[Supplied information — start]

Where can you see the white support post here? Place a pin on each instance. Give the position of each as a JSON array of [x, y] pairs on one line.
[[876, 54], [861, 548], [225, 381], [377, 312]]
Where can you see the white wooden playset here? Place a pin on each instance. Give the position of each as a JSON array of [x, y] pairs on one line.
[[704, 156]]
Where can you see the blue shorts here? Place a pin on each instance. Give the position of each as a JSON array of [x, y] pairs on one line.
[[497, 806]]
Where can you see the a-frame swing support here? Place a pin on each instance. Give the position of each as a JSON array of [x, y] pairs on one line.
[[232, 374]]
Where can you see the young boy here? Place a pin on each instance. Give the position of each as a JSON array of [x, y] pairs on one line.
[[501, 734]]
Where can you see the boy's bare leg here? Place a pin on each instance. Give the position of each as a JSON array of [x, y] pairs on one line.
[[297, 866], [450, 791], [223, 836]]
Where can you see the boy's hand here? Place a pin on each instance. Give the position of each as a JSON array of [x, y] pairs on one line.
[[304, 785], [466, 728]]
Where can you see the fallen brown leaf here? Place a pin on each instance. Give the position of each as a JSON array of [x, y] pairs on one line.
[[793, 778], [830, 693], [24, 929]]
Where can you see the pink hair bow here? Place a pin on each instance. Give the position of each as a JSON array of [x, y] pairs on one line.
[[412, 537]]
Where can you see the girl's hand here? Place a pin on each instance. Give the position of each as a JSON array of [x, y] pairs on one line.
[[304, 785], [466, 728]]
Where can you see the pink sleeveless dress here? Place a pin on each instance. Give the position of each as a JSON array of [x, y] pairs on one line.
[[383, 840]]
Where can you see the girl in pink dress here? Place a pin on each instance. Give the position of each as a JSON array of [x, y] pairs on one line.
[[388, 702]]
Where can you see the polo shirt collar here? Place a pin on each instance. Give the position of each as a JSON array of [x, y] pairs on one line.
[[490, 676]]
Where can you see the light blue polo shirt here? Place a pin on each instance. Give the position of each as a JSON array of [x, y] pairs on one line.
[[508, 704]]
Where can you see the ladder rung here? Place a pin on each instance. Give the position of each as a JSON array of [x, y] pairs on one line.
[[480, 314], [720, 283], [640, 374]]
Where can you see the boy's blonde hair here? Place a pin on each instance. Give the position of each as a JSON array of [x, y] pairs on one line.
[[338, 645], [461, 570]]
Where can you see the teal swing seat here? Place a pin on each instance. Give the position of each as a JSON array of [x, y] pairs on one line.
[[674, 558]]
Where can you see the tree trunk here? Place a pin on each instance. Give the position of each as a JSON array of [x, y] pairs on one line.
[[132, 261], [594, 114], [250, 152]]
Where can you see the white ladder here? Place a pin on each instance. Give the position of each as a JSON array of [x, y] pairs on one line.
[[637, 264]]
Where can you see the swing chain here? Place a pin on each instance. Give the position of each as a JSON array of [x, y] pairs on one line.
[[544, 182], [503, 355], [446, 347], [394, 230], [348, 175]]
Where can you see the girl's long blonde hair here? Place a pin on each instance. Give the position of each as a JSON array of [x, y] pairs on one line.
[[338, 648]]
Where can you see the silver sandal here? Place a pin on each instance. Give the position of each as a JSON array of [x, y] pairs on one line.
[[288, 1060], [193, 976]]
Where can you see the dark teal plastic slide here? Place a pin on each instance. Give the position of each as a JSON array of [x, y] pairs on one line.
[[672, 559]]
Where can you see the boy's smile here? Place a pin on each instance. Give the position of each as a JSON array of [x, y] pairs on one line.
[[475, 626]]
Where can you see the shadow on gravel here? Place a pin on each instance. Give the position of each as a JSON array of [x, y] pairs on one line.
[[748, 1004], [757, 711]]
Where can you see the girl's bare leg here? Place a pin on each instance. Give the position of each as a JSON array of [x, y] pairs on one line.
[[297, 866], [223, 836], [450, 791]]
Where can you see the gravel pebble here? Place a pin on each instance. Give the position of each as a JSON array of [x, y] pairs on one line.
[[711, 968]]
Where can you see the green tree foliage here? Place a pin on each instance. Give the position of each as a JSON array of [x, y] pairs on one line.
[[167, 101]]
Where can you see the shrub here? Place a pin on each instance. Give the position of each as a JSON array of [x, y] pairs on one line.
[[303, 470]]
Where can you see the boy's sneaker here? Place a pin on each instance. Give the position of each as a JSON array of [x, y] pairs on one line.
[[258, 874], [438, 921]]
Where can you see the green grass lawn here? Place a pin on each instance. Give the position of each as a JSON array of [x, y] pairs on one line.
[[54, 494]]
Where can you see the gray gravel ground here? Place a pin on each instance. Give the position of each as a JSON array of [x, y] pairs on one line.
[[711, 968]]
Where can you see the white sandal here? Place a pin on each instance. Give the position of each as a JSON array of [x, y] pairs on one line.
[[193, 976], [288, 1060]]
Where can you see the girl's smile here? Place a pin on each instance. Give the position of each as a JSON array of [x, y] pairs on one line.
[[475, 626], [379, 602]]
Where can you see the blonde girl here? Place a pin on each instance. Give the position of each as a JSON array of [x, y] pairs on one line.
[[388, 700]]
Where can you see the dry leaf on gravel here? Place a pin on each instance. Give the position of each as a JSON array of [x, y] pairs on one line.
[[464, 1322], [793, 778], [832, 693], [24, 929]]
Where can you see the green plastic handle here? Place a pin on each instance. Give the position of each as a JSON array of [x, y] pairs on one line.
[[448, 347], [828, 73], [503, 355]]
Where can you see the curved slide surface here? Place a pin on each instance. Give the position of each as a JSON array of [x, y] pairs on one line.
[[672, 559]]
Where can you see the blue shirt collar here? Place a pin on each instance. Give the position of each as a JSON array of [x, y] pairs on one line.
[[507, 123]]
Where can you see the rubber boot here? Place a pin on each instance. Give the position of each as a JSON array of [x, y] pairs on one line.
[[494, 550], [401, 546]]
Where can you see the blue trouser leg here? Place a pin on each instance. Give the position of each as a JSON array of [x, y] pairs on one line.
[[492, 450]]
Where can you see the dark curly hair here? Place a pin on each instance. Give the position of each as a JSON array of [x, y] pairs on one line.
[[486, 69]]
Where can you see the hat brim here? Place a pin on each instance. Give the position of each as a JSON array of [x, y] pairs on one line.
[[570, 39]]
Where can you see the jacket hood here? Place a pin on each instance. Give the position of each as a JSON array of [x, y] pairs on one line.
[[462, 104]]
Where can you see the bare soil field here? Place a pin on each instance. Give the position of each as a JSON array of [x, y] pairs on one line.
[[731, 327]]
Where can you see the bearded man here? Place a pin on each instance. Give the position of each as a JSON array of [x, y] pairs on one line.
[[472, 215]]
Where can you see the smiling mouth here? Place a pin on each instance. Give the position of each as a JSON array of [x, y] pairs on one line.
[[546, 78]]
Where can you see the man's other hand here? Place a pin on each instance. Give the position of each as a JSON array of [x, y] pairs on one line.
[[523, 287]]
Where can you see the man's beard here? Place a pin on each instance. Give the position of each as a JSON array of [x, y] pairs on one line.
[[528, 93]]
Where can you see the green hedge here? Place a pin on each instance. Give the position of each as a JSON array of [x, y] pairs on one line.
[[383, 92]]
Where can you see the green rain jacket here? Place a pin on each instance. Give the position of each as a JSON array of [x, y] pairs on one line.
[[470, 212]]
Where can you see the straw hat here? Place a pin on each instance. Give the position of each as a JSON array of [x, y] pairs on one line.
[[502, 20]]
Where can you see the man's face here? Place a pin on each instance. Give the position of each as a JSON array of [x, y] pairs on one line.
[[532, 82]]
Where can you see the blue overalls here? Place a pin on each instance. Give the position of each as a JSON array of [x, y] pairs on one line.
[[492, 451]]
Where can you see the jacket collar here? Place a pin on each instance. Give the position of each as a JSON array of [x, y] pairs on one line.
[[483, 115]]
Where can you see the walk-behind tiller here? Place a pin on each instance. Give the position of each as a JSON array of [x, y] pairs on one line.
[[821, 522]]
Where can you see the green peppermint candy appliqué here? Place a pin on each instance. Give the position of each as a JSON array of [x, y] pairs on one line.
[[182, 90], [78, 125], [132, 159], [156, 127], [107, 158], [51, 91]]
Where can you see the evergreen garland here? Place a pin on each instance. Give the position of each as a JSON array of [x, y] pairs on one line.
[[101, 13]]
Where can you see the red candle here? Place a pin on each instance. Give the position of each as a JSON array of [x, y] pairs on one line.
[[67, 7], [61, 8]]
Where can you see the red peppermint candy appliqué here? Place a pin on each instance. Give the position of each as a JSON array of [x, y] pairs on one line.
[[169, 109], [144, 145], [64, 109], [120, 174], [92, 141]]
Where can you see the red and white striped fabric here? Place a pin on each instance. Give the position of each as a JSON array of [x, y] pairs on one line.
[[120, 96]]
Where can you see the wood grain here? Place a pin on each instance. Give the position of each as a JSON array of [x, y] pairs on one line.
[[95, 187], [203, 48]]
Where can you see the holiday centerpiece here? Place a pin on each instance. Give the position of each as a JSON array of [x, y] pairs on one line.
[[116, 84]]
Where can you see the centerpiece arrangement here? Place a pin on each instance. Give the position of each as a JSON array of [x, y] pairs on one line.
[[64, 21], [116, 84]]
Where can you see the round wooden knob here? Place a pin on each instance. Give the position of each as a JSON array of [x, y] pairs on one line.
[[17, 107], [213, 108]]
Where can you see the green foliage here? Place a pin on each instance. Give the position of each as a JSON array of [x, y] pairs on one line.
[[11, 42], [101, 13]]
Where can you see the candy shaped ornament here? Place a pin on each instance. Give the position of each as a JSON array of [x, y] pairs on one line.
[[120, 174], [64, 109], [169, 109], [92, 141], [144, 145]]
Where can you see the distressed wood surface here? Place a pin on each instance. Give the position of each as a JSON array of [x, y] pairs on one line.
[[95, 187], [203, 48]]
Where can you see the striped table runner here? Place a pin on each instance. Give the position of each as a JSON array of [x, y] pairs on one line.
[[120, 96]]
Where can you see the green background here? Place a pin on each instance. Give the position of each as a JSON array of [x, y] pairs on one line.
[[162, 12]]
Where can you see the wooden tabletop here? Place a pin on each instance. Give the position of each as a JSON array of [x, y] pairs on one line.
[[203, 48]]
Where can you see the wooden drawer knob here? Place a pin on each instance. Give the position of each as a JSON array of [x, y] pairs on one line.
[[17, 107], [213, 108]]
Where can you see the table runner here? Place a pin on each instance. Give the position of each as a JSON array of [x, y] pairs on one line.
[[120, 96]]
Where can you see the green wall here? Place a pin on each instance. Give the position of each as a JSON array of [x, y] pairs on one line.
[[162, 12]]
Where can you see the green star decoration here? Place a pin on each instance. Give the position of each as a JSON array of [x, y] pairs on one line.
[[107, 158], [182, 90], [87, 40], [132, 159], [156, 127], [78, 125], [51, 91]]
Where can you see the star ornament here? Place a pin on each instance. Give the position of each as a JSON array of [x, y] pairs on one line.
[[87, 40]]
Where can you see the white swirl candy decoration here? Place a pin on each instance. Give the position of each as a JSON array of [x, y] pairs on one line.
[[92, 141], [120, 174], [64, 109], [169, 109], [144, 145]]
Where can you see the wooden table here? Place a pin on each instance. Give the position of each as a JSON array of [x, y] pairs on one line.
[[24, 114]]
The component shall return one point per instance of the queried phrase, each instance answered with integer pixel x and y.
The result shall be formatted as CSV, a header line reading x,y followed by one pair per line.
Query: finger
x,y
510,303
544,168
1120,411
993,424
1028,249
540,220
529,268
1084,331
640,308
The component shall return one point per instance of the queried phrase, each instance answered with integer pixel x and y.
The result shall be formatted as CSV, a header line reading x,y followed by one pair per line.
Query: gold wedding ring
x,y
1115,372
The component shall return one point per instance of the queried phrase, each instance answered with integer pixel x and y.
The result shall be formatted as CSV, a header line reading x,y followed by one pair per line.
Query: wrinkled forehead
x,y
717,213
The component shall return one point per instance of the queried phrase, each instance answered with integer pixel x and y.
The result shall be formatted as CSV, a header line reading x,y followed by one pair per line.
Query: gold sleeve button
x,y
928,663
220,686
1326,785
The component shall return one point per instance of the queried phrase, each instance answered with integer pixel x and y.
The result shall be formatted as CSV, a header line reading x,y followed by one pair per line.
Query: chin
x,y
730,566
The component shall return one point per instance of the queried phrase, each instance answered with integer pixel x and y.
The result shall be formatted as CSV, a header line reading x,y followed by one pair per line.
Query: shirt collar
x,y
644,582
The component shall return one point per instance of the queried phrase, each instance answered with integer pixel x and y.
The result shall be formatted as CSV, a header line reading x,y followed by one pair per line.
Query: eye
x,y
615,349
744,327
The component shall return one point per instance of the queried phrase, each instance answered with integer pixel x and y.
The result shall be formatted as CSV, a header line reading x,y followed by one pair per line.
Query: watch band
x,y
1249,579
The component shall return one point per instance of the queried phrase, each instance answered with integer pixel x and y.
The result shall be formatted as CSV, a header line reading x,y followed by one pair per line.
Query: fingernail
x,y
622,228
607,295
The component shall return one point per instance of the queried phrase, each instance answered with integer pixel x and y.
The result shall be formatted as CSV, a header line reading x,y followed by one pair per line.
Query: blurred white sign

[Supplied information — finish]

Take the line containing "Query: fingernail" as the first line and the last line of the data above as the final one. Write out these lines and all between them exactly.

Query: fingernail
x,y
622,228
607,295
The component shall return one point per instance of the queried phrase, each instance answered with integer pixel x and y.
The result shall be formatted as CSV, a header line reading x,y followed by one pair per line.
Query: blurred white sign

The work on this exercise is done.